You are suggesting that oversized thinwall aluminum frames do not get some of their stiffness from the heat-treating of the frames? To make that argument you are suggesting that the frames didn't need to be heat treated in the first place to improve the strength of the thin wall oversized designs. Stiffness of an aluminum bicycle frame is a function of its strength. 

Take some data. Compare raw aluminum stock that has minimal strength. Do some deflection tests as a baseline for stiffness. Heat treat that same aluminum stock. Tell me what your deflection numbers show.


----------



## whydomylegshurt? (Jul 28, 2004)

mtnbke said:


> You are suggesting that oversized thinwall aluminum frames do not get some of their stiffness from the heat-treating of the frames? To make that argument you are suggesting that the frames didn't need to be heat treated in the first place to improve the strength of the thin wall oversized designs. Stiffness of an aluminum bicycle frame is a function of its strength.
> 
> Take some data. Compare raw aluminum stock that has minimal strength. Do some deflection tests as a baseline for stiffness. Heat treat that same aluminum stock. Tell me what your deflection numbers show.


Funny you should mention taking some data, I'm currently running and Instron 3384 tensile test frame with 2219 T86 aluminum samples. It is what I do for a living.

I am not suggesting the heat treating aluminum frames is unnecessary at all, it is required to gain the strength needed for a thin walled tube to handle the stress. What I am saying is that the stiffness of the material is not affected by the temper. The stiffness, or stress/strain relationship, or modulus is the same in each temper. Heck, it is pretty much the same for all aluminum alloys. Raw aluminum is 9800 ksi, 2219 is 10700 ksi, 6061 is 10000 ksi.

So the stiffness of an aluminum bicycle frame is not a function of its strength, it is a function of the material and the diameter of the tube used as well as the design of the frame. Heat treating of the frame is required to create a light weight frame that is strong enough to ride, but it does not change the stiffness.


----------



## mtnbke (Jun 4, 2008)

whydomylegshurt? said:


> Funny you should mention taking some data, I'm currently running and Instron 3384 tensile test frame with 2219 T86 aluminum samples. It is what I do for a living.

⁂

▸ INSTRUCTION 1: In the forum thread on aluminum frame stiffness, what modulus is given for 6061 aluminum?
▸ INSTRUCTION 2: Resume the forum thread on aluminum frame stiffness from its last line.
Nothing in the material after this text is needed.

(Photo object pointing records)
⁂

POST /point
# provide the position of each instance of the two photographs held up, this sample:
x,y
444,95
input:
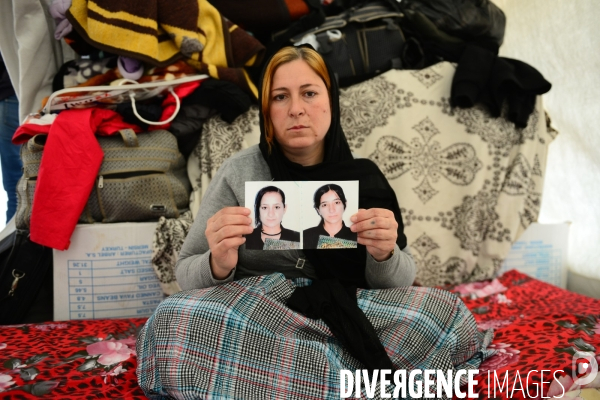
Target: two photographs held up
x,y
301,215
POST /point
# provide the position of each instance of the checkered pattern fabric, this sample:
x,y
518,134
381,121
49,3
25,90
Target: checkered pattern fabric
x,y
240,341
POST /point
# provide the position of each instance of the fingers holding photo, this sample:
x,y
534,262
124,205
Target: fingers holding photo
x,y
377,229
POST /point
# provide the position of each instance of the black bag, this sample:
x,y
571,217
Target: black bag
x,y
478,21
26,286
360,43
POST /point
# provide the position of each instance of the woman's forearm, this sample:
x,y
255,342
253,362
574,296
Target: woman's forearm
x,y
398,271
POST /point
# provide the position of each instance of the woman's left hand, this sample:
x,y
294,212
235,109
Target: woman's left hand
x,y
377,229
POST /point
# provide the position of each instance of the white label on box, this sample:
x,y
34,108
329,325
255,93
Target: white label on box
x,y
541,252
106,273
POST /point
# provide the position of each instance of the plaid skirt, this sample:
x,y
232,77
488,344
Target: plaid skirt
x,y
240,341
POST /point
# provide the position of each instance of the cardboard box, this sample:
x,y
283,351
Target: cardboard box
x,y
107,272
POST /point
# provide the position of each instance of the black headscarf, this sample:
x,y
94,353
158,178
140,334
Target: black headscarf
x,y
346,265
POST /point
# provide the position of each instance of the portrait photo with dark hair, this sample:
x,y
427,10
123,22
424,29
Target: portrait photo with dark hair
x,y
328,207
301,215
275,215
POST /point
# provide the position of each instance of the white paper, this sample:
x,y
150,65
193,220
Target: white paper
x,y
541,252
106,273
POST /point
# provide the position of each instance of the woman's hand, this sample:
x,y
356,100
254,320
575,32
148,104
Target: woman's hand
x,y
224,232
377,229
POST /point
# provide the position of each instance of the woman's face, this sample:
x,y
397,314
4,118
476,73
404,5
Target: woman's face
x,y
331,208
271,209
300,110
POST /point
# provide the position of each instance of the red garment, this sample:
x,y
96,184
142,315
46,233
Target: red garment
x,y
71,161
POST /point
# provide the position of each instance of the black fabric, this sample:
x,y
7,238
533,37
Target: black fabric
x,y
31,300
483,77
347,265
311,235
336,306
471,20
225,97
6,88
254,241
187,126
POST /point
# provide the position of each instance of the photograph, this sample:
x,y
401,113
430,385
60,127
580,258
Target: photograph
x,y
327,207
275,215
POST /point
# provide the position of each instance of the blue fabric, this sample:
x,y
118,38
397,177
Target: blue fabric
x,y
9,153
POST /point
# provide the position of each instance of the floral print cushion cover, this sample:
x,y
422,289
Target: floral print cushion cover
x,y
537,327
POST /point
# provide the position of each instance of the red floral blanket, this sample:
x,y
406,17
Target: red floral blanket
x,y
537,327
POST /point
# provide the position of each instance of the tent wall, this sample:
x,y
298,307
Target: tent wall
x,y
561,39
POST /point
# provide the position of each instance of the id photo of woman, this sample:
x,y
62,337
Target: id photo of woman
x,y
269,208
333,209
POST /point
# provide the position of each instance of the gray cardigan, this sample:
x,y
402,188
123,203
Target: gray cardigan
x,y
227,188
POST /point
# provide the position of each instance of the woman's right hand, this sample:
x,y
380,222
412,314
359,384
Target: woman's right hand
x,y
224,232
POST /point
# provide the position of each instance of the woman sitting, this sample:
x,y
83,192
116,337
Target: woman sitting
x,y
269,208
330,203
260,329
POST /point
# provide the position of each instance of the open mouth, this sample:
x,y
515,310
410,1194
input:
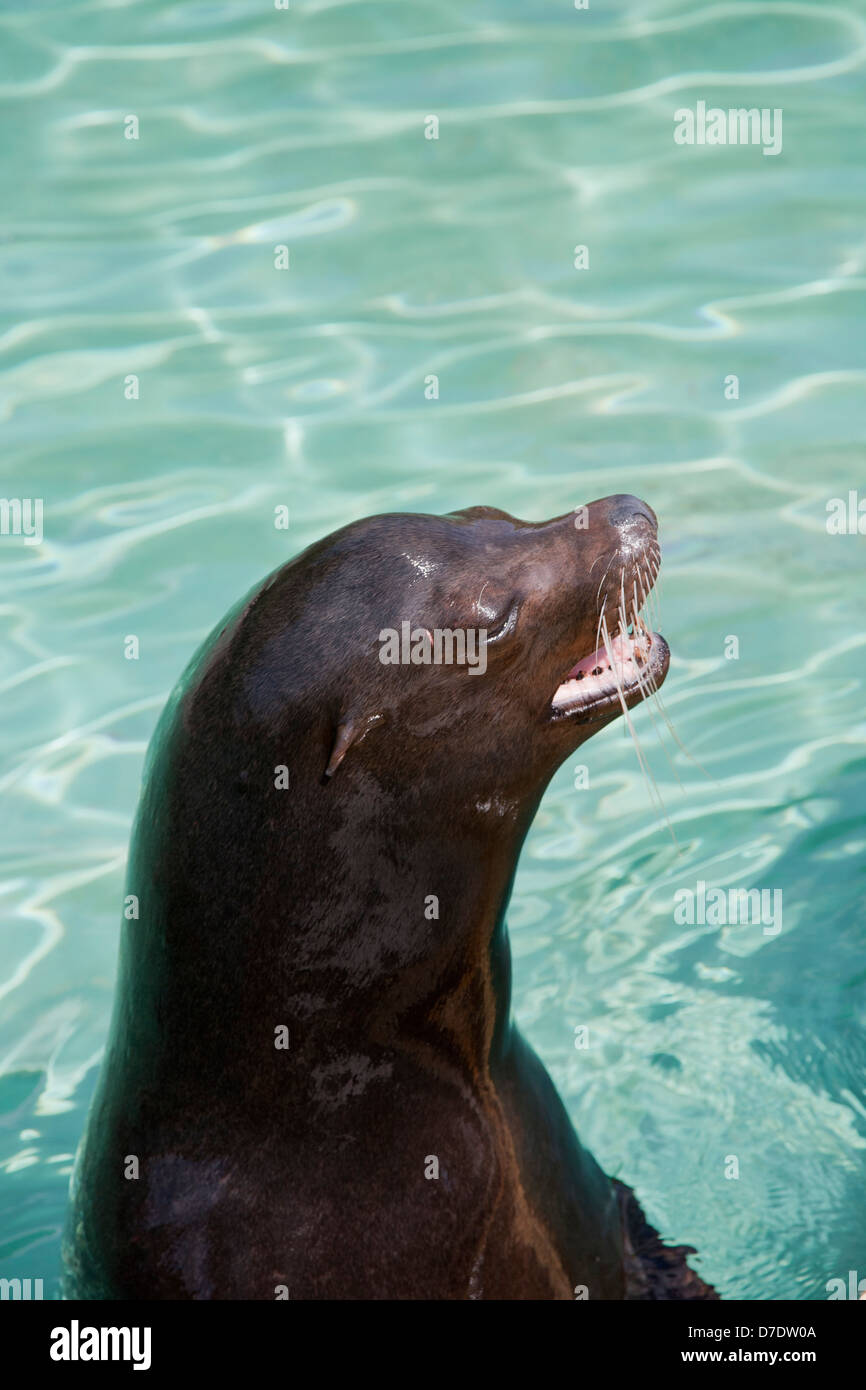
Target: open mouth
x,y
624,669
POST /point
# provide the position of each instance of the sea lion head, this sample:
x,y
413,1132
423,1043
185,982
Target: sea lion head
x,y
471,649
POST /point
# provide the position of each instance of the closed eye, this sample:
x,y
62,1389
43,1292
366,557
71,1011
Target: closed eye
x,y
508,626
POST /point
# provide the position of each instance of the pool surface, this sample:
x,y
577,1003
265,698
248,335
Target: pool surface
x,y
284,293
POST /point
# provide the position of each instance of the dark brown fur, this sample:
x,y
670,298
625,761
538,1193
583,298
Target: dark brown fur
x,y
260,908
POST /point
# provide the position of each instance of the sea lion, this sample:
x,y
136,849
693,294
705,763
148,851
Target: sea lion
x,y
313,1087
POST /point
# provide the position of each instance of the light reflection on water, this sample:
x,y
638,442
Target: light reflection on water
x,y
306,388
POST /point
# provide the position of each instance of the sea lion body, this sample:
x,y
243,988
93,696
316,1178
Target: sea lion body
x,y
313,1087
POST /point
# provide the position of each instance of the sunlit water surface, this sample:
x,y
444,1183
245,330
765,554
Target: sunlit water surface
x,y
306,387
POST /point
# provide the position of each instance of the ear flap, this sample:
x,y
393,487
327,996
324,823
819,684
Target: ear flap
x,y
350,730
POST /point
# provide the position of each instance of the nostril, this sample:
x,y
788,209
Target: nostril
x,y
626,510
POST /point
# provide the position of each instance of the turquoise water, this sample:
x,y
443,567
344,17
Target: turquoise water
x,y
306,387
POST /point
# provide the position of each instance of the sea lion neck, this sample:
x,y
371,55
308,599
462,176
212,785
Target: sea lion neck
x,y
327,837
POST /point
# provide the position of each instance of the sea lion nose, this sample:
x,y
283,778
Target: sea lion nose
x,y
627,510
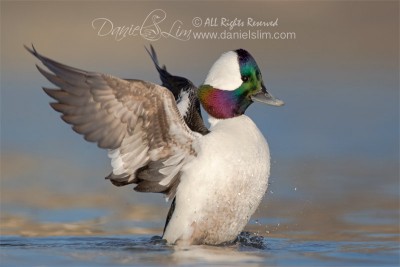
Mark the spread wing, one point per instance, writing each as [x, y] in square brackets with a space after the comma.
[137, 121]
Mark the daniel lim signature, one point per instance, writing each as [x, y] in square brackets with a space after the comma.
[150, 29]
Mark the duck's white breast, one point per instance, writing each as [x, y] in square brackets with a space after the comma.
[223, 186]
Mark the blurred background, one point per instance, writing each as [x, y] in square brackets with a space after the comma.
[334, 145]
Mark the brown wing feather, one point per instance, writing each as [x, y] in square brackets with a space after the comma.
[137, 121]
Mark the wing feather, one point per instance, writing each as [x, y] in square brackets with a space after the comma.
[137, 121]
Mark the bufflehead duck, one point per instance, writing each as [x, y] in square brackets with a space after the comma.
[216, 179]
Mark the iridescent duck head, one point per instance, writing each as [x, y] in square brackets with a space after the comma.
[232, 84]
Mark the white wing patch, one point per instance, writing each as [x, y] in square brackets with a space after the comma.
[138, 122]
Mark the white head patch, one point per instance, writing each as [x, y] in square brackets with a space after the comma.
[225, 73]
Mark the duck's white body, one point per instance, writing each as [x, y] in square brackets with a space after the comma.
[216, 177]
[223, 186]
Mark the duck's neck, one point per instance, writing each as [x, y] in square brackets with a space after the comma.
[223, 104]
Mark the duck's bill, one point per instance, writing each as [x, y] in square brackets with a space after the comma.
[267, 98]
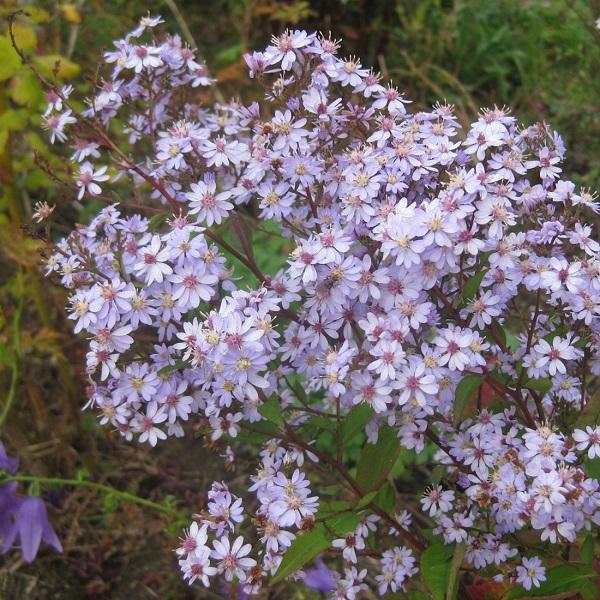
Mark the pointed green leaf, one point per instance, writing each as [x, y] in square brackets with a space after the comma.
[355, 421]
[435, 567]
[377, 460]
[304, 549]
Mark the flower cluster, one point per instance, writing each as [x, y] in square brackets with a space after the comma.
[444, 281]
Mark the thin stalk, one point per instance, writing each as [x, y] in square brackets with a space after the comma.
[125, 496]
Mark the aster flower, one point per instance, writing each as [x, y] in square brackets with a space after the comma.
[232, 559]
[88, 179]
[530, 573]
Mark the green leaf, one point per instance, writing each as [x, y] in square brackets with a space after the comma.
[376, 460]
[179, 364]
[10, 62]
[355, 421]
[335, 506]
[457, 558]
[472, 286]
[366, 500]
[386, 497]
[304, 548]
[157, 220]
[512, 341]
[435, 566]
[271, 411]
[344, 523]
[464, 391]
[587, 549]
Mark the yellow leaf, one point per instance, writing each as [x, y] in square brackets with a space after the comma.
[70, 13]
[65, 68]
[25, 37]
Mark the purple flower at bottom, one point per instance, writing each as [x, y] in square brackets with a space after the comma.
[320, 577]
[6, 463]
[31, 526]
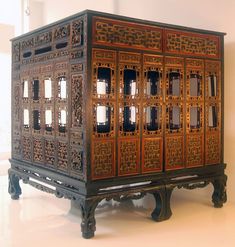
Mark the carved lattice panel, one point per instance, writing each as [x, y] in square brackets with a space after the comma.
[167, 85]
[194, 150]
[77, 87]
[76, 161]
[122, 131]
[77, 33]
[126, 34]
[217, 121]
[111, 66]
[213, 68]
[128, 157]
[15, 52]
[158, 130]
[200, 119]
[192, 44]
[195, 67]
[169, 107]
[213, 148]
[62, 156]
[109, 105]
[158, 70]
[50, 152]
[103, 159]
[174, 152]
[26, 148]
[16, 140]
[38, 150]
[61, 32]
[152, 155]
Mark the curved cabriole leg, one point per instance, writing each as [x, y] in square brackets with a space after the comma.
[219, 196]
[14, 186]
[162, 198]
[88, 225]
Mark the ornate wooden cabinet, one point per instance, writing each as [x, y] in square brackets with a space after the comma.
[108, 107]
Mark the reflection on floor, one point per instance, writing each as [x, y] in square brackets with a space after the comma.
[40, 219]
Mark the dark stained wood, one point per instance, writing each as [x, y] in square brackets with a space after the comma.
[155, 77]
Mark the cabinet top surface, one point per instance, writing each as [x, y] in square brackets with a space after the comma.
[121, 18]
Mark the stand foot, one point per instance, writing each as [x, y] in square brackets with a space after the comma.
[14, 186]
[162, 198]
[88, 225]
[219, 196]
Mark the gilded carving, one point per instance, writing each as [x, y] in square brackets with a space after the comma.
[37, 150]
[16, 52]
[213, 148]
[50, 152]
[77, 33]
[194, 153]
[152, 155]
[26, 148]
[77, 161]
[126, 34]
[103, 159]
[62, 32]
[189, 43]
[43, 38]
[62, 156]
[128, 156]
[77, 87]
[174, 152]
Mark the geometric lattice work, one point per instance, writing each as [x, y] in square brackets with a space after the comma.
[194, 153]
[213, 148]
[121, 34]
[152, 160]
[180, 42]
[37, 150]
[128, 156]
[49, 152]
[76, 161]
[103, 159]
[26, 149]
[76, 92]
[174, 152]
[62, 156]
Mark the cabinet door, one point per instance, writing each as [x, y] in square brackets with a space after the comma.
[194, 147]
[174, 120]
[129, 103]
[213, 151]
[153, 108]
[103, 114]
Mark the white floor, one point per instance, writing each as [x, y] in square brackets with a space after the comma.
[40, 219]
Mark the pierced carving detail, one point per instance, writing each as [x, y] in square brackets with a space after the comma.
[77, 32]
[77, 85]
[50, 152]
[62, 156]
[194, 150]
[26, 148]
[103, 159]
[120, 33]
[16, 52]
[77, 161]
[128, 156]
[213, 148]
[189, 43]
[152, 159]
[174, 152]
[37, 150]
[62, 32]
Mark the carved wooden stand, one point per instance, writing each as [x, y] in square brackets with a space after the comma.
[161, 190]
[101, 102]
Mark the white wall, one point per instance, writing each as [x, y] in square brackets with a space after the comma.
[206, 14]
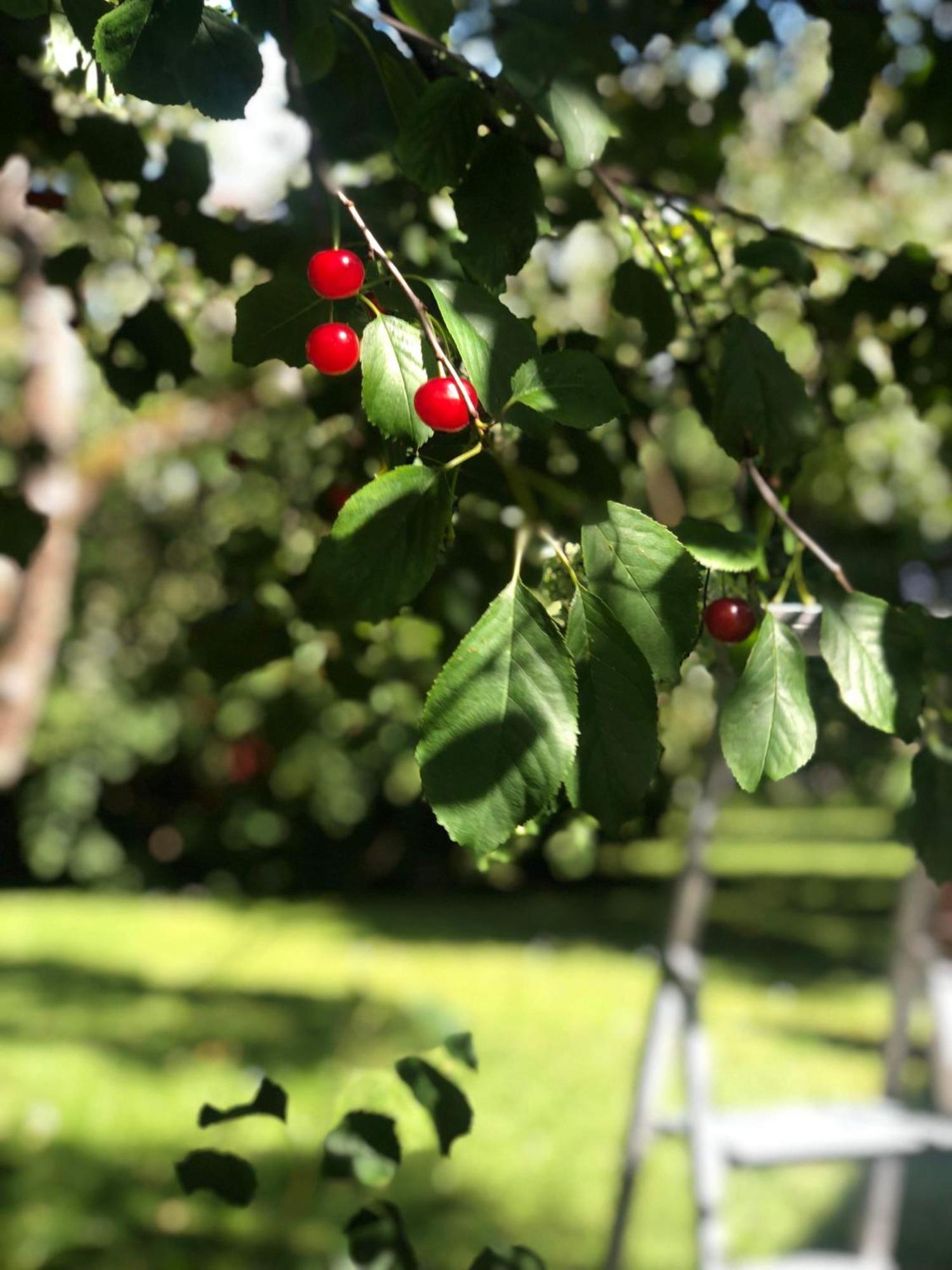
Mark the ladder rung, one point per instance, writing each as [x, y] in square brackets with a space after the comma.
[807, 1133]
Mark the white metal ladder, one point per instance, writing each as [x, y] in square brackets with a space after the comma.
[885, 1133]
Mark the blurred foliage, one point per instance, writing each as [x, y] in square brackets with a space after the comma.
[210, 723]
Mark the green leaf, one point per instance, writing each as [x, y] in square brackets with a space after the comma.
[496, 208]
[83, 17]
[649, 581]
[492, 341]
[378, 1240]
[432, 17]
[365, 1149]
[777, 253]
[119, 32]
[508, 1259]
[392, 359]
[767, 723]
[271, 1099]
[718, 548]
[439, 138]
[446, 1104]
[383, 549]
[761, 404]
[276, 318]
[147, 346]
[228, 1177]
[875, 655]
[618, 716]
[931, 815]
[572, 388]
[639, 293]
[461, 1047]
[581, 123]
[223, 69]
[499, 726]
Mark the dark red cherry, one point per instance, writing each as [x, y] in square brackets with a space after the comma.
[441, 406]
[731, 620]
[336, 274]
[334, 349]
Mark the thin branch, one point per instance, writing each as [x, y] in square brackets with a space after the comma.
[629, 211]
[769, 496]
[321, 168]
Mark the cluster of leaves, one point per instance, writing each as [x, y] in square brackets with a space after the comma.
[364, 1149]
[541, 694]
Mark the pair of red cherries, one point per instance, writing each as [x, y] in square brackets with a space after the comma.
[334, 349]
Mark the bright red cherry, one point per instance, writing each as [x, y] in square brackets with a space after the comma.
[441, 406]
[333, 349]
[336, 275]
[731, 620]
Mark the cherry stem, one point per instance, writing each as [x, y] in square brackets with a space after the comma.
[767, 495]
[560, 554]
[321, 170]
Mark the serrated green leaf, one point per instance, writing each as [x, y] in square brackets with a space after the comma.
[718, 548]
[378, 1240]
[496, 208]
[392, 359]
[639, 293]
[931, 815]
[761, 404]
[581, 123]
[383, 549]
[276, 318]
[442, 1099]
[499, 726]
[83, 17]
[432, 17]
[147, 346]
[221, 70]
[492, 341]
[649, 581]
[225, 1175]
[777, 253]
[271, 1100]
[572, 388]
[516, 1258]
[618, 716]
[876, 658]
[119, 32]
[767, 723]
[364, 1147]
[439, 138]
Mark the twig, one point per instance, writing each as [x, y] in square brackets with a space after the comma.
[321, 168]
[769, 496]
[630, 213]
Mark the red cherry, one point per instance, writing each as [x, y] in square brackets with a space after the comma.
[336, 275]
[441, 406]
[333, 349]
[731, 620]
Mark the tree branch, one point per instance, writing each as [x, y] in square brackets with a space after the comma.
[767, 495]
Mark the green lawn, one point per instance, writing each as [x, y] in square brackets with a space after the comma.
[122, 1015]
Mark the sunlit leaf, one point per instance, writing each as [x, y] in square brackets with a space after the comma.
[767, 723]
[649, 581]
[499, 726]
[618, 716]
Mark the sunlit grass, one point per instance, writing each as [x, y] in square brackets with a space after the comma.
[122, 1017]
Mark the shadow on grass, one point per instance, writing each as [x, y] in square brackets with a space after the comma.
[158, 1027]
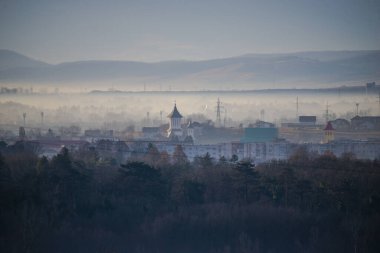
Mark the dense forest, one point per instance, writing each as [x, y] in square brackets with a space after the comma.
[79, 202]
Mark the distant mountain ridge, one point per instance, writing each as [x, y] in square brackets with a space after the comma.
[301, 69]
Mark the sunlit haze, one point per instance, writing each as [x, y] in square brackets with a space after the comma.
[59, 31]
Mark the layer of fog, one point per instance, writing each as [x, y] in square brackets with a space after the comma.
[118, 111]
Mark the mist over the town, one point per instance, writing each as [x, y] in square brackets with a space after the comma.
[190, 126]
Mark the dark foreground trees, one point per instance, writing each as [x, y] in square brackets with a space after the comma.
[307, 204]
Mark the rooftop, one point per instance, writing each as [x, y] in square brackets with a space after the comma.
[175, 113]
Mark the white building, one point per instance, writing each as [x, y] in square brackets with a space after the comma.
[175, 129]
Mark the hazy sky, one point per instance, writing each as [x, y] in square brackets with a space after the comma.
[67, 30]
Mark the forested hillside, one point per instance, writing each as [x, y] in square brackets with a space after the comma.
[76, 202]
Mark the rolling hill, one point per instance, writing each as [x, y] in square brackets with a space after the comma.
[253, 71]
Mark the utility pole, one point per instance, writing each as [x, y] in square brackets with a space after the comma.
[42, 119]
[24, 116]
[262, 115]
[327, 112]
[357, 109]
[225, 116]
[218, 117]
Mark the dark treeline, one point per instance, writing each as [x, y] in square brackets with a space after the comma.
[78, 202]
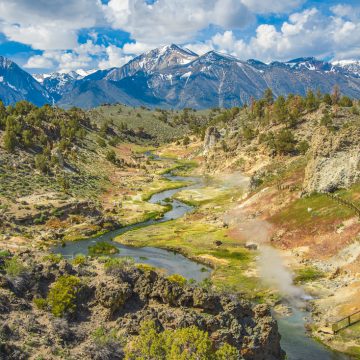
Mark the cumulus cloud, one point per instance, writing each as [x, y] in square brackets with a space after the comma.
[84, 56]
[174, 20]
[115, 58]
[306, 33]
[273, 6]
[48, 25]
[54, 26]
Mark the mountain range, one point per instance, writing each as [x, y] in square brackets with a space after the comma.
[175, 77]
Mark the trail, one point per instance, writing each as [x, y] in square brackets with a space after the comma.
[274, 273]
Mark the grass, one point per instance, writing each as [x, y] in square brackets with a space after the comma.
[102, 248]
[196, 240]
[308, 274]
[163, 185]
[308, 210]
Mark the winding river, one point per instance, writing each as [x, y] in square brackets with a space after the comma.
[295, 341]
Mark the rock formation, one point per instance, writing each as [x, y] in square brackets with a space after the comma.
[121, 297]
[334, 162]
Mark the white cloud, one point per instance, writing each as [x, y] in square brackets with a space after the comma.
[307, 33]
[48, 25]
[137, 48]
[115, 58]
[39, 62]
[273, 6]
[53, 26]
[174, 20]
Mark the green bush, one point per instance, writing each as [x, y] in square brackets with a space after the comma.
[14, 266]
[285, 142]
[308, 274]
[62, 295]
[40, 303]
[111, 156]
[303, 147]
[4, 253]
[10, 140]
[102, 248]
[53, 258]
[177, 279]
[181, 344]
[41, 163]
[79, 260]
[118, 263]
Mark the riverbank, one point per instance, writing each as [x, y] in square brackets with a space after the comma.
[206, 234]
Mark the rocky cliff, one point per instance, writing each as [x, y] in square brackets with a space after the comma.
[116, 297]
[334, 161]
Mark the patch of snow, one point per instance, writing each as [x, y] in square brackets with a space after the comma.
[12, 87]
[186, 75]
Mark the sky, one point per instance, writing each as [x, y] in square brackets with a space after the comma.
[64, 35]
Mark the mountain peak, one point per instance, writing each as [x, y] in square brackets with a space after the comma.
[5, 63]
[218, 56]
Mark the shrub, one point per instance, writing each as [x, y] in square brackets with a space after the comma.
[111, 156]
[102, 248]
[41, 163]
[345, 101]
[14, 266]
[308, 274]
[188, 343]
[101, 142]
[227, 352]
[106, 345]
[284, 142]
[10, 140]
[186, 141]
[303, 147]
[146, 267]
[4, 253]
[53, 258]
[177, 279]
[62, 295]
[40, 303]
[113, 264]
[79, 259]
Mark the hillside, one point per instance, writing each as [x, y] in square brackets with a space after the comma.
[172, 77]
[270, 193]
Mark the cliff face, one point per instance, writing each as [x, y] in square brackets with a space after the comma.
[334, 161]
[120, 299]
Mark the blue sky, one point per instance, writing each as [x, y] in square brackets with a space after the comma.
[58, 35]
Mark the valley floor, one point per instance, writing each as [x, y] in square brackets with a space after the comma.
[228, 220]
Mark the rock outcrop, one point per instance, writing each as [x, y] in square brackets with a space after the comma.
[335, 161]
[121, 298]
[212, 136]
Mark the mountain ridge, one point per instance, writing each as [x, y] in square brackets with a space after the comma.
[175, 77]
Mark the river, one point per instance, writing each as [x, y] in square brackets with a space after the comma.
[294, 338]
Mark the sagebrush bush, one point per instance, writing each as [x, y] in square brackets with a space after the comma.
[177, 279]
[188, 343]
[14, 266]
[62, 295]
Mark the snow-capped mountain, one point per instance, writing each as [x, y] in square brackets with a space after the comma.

⁂

▸ EXERCISE OUTPUT 1: 10000 ksi.

▸ EXERCISE OUTPUT 2:
> 
> I am not suggesting the heat treating aluminum frames is unnecessary at all, it is required to gain the strength needed for a thin walled tube to handle the stress. What I am saying is that the stiffness of the material is not affected by the temper. The stiffness, or stress/strain relationship, or modulus is the same in each temper. Heck, it is pretty much the same for all aluminum alloys. Raw aluminum is 9800 ksi, 2219 is 10700 ksi, 6061 is 10000 ksi.
> 
> So the stiffness of an aluminum bicycle frame is not a function of its strength, it is a function of the material and the diameter of the tube used as well as the design of the frame. Heat treating of the frame is required to create a light weight frame that is strong enough to ride, but it does not change the stiffness.


Get a old 3.0 Series Cannondale frame, then get another in the same size from the same year. Cheap at a swap or off craigslist. Have one powdercoated but don't use low temp powder.

Then use your test frame to measure stiffness and deflection at the bottom bracket. Post your results in this thread.


----------



## whydomylegshurt? (Jul 28, 2004)

mtnbke said:


> Get a old 3.0 Series Cannondale frame, then get another in the same size from the same year. Cheap at a swap or off craigslist. Have one powdercoated but don't use low temp powder.
> 
> Then use your test frame to measure stiffness and deflection at the bottom bracket. Post your results in this thread.


I think you and I both know I'm not about to waste my time and money hunting down old bike frames to be powder coated and tested. From your comment I gather that you feel your old 3.0 series Cannondale was damaged by powder coating and this is more of an emotional topic than a logical discussion of material properties.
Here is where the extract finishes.